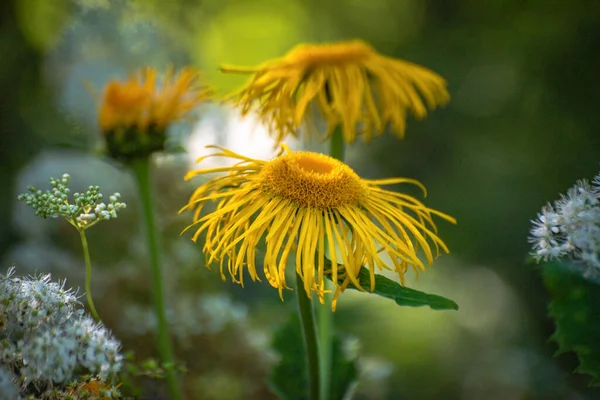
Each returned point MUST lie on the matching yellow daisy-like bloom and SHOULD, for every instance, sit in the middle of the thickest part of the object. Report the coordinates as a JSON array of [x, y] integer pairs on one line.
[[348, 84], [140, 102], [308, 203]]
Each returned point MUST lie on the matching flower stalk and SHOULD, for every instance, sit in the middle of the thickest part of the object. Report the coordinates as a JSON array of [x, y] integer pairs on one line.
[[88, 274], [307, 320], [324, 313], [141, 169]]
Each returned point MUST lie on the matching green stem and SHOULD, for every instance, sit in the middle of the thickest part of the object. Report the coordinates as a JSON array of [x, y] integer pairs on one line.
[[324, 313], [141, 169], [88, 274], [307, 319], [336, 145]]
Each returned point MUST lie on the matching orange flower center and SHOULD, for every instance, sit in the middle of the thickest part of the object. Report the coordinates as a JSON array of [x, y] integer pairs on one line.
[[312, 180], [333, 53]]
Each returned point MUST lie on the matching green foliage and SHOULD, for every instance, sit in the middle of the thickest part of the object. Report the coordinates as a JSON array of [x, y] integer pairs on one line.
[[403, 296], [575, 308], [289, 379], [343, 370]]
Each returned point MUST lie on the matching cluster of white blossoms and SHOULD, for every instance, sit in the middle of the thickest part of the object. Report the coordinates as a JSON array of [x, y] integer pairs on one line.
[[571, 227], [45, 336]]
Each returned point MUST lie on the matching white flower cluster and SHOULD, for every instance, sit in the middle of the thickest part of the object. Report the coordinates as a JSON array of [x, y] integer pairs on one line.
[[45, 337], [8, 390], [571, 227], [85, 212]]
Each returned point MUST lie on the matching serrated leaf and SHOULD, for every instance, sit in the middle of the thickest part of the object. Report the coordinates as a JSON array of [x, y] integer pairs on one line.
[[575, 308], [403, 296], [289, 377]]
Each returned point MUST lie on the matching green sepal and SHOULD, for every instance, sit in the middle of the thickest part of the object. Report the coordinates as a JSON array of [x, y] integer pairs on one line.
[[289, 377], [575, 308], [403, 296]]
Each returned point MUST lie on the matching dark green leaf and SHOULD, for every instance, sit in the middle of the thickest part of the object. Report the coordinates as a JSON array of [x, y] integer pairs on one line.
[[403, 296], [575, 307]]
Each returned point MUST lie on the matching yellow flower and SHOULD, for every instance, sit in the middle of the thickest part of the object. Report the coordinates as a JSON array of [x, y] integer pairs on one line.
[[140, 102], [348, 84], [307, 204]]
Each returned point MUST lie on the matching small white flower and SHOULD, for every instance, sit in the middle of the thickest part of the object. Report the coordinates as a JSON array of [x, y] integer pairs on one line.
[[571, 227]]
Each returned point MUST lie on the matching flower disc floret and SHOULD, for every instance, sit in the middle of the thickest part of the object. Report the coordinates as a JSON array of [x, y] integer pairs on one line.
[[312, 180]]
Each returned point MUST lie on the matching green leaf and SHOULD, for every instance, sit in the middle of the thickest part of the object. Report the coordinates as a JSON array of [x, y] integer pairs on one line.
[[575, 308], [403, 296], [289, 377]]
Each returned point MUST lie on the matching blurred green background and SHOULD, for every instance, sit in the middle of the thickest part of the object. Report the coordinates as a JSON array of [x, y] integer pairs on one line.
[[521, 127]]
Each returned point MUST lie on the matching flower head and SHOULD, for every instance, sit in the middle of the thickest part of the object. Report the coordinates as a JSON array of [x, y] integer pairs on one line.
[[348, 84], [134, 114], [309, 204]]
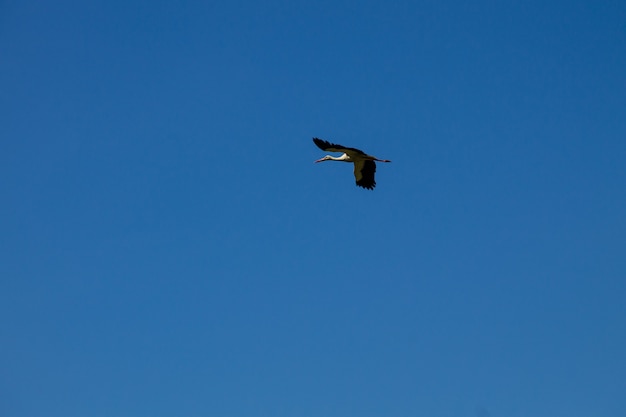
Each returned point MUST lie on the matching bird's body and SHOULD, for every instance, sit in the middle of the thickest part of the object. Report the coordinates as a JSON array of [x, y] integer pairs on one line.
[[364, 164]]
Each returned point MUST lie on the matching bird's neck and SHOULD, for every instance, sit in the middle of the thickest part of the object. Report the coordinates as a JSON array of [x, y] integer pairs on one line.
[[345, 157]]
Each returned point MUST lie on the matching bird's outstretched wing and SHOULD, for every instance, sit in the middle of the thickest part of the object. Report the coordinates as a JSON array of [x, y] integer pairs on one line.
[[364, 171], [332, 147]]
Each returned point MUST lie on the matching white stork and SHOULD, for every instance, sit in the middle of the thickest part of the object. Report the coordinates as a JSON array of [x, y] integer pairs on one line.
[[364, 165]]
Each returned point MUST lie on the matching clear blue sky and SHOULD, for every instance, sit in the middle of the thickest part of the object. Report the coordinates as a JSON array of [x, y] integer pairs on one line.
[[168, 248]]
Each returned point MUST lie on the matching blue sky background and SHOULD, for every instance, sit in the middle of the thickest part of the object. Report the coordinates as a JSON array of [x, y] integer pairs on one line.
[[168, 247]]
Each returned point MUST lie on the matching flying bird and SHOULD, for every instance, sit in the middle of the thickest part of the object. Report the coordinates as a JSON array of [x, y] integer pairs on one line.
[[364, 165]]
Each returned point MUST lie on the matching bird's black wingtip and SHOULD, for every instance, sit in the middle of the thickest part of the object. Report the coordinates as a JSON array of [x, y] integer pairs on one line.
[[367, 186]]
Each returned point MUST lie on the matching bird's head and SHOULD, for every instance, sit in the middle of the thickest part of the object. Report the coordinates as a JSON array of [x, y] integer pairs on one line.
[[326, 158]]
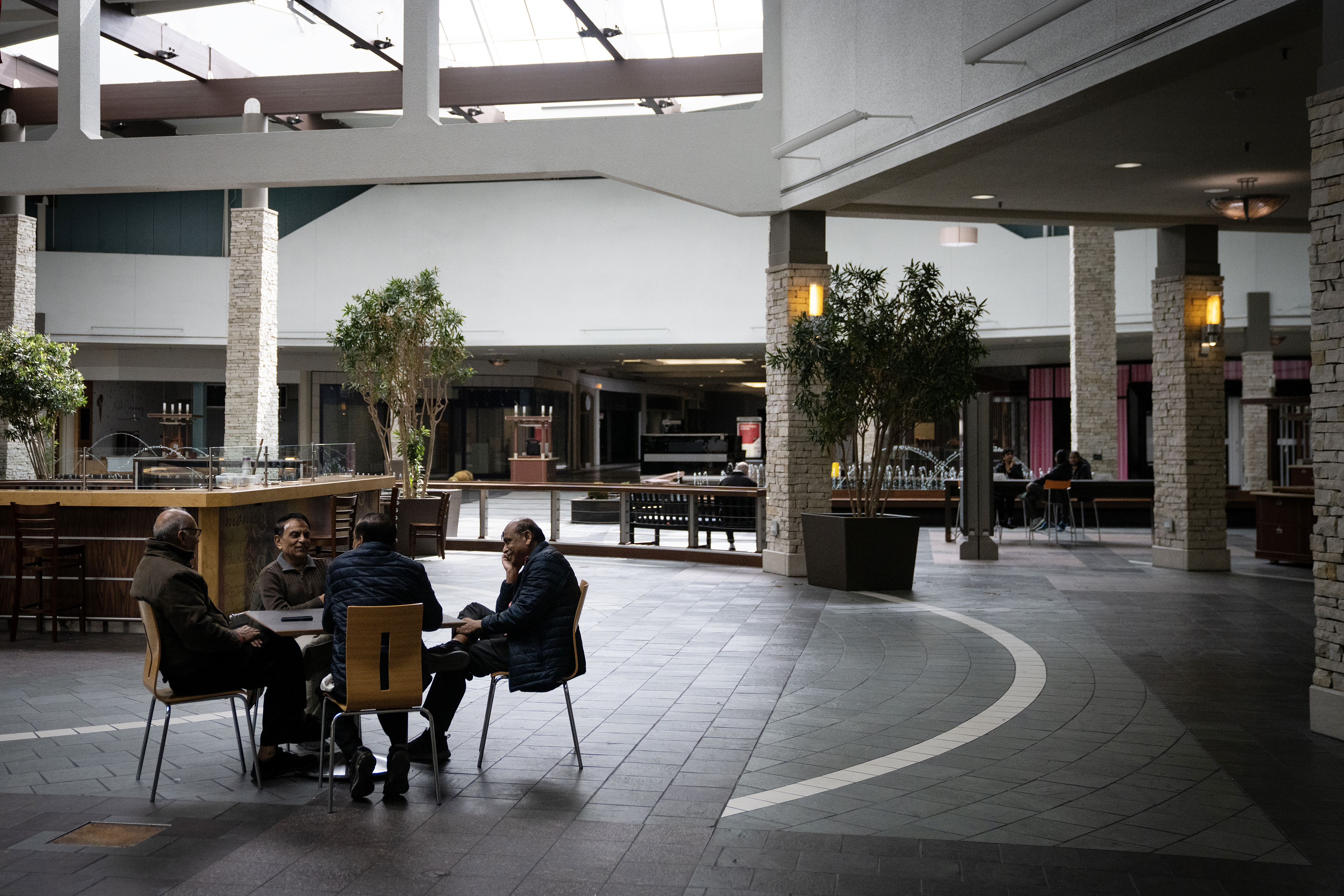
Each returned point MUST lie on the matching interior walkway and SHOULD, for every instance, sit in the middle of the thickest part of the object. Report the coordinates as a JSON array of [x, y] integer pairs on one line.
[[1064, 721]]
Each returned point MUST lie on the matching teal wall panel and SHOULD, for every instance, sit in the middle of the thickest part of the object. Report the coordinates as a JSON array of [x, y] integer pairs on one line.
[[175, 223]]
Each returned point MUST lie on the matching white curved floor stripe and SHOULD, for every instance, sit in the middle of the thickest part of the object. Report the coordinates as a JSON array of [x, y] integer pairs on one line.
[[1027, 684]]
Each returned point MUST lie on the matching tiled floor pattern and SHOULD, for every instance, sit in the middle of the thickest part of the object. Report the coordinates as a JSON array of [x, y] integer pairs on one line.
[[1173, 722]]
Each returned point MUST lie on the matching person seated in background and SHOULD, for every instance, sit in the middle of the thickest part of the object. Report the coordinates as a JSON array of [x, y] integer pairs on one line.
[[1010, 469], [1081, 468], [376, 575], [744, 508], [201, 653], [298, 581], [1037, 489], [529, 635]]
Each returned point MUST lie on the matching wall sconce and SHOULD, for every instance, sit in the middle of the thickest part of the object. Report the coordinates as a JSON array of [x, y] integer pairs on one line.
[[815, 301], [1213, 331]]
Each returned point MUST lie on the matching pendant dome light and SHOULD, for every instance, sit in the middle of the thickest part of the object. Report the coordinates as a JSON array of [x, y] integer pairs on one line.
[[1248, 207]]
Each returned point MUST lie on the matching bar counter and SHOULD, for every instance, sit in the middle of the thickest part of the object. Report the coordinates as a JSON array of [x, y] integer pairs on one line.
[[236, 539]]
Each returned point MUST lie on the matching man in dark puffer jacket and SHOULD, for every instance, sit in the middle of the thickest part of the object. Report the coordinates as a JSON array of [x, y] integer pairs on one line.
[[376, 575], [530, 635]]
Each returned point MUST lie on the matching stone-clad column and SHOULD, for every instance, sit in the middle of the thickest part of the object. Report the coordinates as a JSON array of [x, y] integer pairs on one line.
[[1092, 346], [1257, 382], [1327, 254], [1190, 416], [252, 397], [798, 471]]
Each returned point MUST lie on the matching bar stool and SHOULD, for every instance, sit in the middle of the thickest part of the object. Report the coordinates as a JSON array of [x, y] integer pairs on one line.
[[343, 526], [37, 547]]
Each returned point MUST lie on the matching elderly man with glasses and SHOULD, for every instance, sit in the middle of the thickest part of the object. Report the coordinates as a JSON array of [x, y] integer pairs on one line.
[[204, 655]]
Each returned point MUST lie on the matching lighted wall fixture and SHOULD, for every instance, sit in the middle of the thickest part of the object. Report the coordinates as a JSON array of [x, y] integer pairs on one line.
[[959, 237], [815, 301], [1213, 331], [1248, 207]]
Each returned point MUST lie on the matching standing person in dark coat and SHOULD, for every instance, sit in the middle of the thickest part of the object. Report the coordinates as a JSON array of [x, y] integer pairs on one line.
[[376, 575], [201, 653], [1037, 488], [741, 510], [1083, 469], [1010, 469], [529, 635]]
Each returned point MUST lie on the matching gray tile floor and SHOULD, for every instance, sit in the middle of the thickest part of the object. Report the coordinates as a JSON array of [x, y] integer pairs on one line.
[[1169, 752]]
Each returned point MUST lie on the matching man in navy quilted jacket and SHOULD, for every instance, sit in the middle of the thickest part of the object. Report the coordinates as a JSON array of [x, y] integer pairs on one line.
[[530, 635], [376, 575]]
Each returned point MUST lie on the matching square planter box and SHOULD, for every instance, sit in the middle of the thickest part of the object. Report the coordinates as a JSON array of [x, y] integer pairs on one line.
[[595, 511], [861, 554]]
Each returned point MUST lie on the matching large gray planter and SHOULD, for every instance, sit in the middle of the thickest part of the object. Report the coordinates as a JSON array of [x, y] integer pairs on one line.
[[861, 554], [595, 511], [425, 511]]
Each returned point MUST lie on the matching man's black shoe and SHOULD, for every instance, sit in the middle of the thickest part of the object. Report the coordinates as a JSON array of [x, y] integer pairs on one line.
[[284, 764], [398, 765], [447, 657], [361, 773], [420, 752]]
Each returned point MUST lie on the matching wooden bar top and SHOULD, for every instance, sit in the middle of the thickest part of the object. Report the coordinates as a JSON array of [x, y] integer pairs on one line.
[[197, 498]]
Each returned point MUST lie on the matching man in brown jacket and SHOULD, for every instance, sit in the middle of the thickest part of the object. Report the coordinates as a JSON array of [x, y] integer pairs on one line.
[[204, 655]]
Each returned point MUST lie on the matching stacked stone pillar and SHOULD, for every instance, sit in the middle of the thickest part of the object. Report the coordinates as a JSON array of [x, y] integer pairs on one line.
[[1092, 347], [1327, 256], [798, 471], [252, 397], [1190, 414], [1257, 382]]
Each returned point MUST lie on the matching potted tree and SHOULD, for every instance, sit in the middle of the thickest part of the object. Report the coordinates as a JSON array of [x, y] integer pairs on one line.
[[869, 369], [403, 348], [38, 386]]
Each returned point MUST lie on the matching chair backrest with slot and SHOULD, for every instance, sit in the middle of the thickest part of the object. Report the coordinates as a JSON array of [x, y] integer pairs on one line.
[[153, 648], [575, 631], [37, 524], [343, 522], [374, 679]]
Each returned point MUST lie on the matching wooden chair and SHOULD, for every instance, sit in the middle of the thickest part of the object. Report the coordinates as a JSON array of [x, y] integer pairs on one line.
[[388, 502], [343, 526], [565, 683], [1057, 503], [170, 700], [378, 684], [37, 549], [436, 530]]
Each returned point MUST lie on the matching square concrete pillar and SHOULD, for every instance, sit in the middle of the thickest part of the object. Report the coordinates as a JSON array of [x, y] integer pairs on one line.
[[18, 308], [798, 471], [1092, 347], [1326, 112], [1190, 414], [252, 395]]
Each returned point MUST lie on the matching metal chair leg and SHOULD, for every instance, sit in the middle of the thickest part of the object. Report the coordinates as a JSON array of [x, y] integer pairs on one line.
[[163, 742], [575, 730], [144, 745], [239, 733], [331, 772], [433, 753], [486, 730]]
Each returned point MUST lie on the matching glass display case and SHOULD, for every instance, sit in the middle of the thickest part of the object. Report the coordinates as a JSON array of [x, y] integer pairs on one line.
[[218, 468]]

→ **TASK PROMPT**
Rewrite the records from the line containing "Each returned point MUST lie on the matching dark" through the line containing "[[348, 84], [134, 114], [309, 204]]", inclusive, replacing "thickest" with "widest" and changing nothing else. Return only those lines.

→ **FULL ANSWER**
Each returned point MUST lie on the matching dark green leaf and SHOULD, for every instance, sit in the middle of the widest part of the object. Report the coordinates as a JSON array of [x, y] integer pairs on one line.
[[403, 296], [575, 307]]
Each returned point MUST lie on the matching yellow flower and SHOULD, for every instance, sit in the middle of the widest part of the object. Report the coordinates as a JSON array of [x, y] integer pairs on one line.
[[140, 102], [348, 84], [307, 204]]
Each returned point MUST lie on the matching small white flower and SHOULD, for every instance, sit in the middle of the widest part of the object. Report the coordinates as a JSON array of [x, y] integer pairs on one line.
[[571, 227]]
Each returned point MUST lie on the matching flower disc floret and SHOULD, for every instance, sit in the middle of the widest part of the object. Report the coordinates as a JSON array of [x, y] integer pairs on one line.
[[312, 180]]
Each returned point MUST lie on the matching green leaf and SHOULD, for every instance, sit in the middle of the widest part of the object. Report the coordinates as a JSON array of [x, y] integer pairs on one line.
[[575, 308], [403, 296], [289, 377]]
Each returned point MUST lie on the matching blurred green background and SHOULD, for every instance, sit in the middle of the widest part of the object. Report the coordinates as a JSON array of [x, y] integer pairs on one line.
[[521, 127]]
Each returned point MUST lie on the matching flower head and SHOULD, for every instance, sit in the middle of the widest part of the object. Report the coordinates as a JSON array of [x, y] integer pairs on one line.
[[348, 84], [134, 114], [309, 204]]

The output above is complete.